▶ Exercise objective: Could you rewrite the records from the line containing "One point lands on each instance of the girl with" through the end of the records, inclusive, substituting "report the location of each" for "give the position of each" and leaving everything else unchanged?

▶ Supplied data:
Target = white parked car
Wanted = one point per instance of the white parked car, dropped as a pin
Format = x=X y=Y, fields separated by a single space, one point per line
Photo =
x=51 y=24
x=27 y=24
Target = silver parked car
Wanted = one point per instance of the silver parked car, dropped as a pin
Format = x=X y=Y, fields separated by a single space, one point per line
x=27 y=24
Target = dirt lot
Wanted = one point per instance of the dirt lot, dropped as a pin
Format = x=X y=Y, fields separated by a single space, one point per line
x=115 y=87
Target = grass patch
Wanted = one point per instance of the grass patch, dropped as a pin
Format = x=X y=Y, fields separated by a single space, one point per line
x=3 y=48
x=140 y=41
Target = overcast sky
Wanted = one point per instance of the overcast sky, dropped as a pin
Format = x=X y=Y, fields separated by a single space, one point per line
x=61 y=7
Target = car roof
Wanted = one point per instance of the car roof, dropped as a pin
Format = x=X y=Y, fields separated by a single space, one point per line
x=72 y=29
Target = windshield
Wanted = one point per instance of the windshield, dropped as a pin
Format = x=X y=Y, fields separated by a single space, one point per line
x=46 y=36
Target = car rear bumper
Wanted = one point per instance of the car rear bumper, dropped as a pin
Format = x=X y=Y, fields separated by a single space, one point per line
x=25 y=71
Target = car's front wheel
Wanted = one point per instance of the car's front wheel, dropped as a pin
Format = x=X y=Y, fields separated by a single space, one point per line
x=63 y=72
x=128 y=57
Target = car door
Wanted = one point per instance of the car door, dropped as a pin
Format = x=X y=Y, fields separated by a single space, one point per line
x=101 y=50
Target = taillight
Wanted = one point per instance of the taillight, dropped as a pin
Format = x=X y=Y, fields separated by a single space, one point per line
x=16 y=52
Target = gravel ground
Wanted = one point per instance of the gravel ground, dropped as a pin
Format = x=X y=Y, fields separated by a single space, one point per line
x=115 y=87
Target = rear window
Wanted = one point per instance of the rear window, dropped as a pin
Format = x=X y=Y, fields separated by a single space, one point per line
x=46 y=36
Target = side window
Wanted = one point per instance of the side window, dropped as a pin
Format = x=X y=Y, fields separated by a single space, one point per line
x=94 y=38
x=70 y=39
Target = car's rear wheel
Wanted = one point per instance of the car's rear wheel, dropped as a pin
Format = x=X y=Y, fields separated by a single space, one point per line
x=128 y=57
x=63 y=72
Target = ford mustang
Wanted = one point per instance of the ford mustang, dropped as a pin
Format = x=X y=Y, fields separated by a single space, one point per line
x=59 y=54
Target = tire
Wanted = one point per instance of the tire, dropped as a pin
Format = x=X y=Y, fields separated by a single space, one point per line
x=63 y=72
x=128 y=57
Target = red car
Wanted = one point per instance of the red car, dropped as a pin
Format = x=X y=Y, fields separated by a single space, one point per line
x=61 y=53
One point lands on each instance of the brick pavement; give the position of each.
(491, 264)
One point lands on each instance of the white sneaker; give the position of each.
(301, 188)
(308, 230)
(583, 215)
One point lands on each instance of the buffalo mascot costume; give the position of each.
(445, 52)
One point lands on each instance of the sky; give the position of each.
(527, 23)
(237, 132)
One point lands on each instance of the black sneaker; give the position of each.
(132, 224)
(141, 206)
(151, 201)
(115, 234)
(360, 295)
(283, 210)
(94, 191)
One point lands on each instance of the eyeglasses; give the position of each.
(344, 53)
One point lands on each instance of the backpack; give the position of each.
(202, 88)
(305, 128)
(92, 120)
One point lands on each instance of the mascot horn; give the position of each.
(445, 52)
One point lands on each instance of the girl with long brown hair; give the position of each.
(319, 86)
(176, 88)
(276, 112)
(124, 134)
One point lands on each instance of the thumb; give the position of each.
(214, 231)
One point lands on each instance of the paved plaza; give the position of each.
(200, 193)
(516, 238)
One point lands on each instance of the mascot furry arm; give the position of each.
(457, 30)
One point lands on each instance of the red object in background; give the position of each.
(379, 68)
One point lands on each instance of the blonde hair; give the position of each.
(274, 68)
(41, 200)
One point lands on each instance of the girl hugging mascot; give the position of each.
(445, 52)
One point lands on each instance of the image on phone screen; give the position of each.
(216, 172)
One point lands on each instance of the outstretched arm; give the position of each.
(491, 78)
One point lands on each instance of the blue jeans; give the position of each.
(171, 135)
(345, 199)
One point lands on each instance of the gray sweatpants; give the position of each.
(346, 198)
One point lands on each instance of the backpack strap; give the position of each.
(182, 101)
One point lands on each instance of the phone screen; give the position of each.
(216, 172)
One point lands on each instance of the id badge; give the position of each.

▶ Right answer:
One point lands on each instance of the girl with long brown hair; report the location of each.
(319, 86)
(176, 88)
(276, 112)
(124, 134)
One point lands on each instance of the thumb; report the location of each.
(214, 231)
One point lands on each instance of the paved plaza; report the location of each.
(200, 193)
(516, 238)
One point lands on each instance of the mascot furry arm; report the location of each.
(457, 30)
One point lands on each instance of the red object in background; report the location of each.
(379, 68)
One point lands on each instance of the blonde hair; report the location of each.
(274, 68)
(41, 200)
One point lands on each instance of the girl hugging mascot; report the location of each.
(445, 52)
One point lands on each instance of the image on phone screen; report the location of each.
(216, 172)
One point lands on each instance of the outstretched arm; report the location of each.
(491, 78)
One point lands on each instance of the blue jeans; report the location of each.
(171, 135)
(345, 199)
One point lands on each instance of the gray sweatpants; report the location of each.
(346, 198)
One point lands on each instance of the backpack strap; report the location of each.
(182, 101)
One point lands on each instance of the phone screen; report the location of each.
(216, 172)
One point lands on each instance of the id badge; report the location of each.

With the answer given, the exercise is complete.